Items listed in a dataset:
=== Section Start ===
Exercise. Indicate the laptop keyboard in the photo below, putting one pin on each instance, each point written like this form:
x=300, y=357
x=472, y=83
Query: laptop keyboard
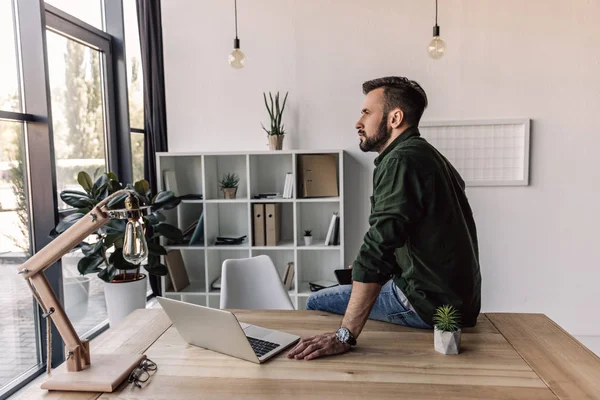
x=261, y=347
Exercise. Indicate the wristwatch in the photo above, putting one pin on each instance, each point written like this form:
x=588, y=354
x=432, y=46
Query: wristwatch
x=345, y=336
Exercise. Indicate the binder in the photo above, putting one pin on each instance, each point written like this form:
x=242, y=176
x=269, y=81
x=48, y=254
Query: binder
=== Section End ===
Your objective -> A faithful copy of all the lines above is needed, with the pictures omitted.

Answer space ->
Exercise. Indicate the laptop keyboard in the photo below, putting one pin on each instance, each point written like this form:
x=300, y=357
x=472, y=83
Query: laptop keyboard
x=261, y=347
Exercise. Indicate the wristwatch in the photo above, putting one pin on each instance, each point written like this form:
x=588, y=354
x=432, y=46
Query: wristwatch
x=345, y=336
Exercise. Indicate the binder in the photo above, putting one pin on each instance, each point written like this form:
x=242, y=176
x=269, y=81
x=48, y=254
Query: binder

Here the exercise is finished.